Task inputs:
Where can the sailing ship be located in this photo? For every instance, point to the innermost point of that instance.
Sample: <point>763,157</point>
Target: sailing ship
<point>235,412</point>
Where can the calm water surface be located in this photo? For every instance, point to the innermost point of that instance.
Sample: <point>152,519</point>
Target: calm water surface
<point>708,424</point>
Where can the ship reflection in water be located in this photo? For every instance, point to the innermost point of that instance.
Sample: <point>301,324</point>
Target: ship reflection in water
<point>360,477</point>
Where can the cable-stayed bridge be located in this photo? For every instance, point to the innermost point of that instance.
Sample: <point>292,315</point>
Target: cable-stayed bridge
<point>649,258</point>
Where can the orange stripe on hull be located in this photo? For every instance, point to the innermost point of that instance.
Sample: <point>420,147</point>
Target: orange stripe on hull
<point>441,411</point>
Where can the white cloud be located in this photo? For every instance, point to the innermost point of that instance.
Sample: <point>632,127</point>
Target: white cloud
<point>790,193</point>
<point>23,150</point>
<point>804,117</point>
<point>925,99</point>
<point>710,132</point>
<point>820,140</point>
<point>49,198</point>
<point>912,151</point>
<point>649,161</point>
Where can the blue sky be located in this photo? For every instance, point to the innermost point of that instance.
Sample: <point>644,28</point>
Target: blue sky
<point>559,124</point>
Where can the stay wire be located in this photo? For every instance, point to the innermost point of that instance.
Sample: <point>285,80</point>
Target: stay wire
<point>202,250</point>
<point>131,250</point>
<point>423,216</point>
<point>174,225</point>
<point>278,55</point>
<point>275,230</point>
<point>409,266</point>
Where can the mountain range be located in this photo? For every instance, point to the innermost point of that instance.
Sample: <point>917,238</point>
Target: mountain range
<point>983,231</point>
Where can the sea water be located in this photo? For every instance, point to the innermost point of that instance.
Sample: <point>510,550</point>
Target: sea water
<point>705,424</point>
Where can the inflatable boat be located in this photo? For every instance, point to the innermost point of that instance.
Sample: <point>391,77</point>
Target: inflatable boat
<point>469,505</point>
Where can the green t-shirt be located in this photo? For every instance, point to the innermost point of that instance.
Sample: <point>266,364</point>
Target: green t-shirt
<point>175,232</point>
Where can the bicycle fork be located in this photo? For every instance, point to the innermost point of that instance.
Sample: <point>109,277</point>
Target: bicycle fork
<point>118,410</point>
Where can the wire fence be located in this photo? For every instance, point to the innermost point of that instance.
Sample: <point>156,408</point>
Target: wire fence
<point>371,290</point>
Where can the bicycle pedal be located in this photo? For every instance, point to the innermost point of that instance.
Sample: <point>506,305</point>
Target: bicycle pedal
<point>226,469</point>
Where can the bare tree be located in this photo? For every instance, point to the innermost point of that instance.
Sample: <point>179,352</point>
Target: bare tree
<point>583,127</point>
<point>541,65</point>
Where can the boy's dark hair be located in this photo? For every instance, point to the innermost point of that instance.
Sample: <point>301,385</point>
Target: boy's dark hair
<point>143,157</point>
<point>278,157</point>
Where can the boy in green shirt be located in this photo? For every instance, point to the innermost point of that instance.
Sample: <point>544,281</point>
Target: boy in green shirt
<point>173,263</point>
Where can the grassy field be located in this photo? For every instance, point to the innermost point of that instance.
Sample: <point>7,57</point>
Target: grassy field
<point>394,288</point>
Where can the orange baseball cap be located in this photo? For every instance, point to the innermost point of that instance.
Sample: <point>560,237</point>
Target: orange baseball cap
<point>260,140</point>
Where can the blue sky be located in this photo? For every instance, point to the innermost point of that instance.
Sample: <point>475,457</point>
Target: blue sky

Task statement: Put all of the lines above into a numbered list, leaving out any blank lines.

Answer to the exercise:
1. Where can the sailing ship be located in this photo? For every instance, point to the innermost point of that instance.
2. Sample: <point>763,157</point>
3. Target: sailing ship
4. <point>235,412</point>
5. Where can the calm water surface be located in this photo? For every instance, point to the innermost point of that instance.
6. Sample: <point>152,519</point>
7. Target: calm water surface
8. <point>708,424</point>
9. Where can the ship reflection in water be located in this photo? For every instance, point to the innermost point of that instance.
10. Sample: <point>301,324</point>
11. Target: ship reflection in water
12. <point>360,477</point>
13. Where can the cable-stayed bridge be located in this photo? For every instance, point to the innermost point of that instance.
14. Sample: <point>292,315</point>
15. Target: cable-stayed bridge
16. <point>649,258</point>
17. Where can the orange stripe on hull be located in this photo? For every instance, point to the innermost point of that instance.
18. Sample: <point>420,147</point>
19. Target: orange stripe on hull
20. <point>441,411</point>
21. Where can the white cloud be located in this photo? For every instance, point to the innermost point of that instance.
22. Sample: <point>632,127</point>
23. Target: white cloud
24. <point>790,193</point>
25. <point>23,150</point>
26. <point>804,117</point>
27. <point>925,99</point>
28. <point>710,132</point>
29. <point>820,140</point>
30. <point>49,198</point>
31. <point>912,151</point>
32. <point>649,161</point>
33. Where can the blue sky be located in this photo? For every instance, point to the innermost point of that instance.
34. Sample: <point>644,28</point>
35. Target: blue sky
36. <point>559,124</point>
37. Where can the stay wire be located in this photo? For every instance, point to the innermost point of that instance.
38. Sample: <point>285,80</point>
39. Target: stay wire
40. <point>202,250</point>
41. <point>131,250</point>
42. <point>423,216</point>
43. <point>174,225</point>
44. <point>278,55</point>
45. <point>275,230</point>
46. <point>409,266</point>
47. Where can the mountain range be located in this photo? For every instance, point to the innermost point of that instance.
48. Sample: <point>917,238</point>
49. Target: mountain range
50. <point>983,231</point>
51. Where can the sea water be located in this photo? For every instance, point to the innermost point of that instance.
52. Sample: <point>510,550</point>
53. Target: sea water
54. <point>705,424</point>
55. Where can the inflatable boat be located in this photo? For every instance, point to the innermost point of that instance.
56. Sample: <point>391,77</point>
57. Target: inflatable boat
58. <point>469,505</point>
59. Where can the green t-shirt be located in this photo? For every instance, point to the innermost point of that instance.
60. Sample: <point>266,364</point>
61. Target: green t-shirt
62. <point>175,232</point>
63. Where can the bicycle fork be located in this photo? For every instance, point to the innermost point of that instance.
64. Sample: <point>109,277</point>
65. Target: bicycle fork
66. <point>118,410</point>
67. Where can the wire fence be located in this photo? For every instance, point to the innermost point of that instance.
68. Sample: <point>156,408</point>
69. Target: wire fence
70. <point>371,290</point>
71. Where can the bicycle pedal be located in this photo? For every instance, point to the innermost point of that instance.
72. Sample: <point>506,305</point>
73. Target: bicycle pedal
74. <point>226,469</point>
75. Where can the bare tree be located in this photo? For every instance, point to the innermost point of that instance.
76. Sample: <point>179,352</point>
77. Target: bare tree
78. <point>583,127</point>
79. <point>541,65</point>
80. Where can the boy's dark hair be located in this photo? For every instance, point to the innermost point of that instance.
81. Sample: <point>301,385</point>
82. Target: boy's dark hair
83. <point>143,157</point>
84. <point>278,157</point>
85. Where can the boy in green shirt be located in this photo? For every instance, point to the innermost point of that instance.
86. Sample: <point>544,281</point>
87. Target: boy in green shirt
88. <point>173,263</point>
89. Where can the grassy field be located in this photo? For every instance, point to the innermost point of that instance.
90. Sample: <point>7,57</point>
91. Target: grassy field
92. <point>394,288</point>
93. Where can the orange baseball cap be located in this photo? For every instance, point to the innermost point of that instance.
94. Sample: <point>560,237</point>
95. Target: orange baseball cap
96. <point>260,140</point>
97. Where can the blue sky be located in this photo? For every instance, point to the innermost point of that instance.
98. Sample: <point>475,457</point>
99. Target: blue sky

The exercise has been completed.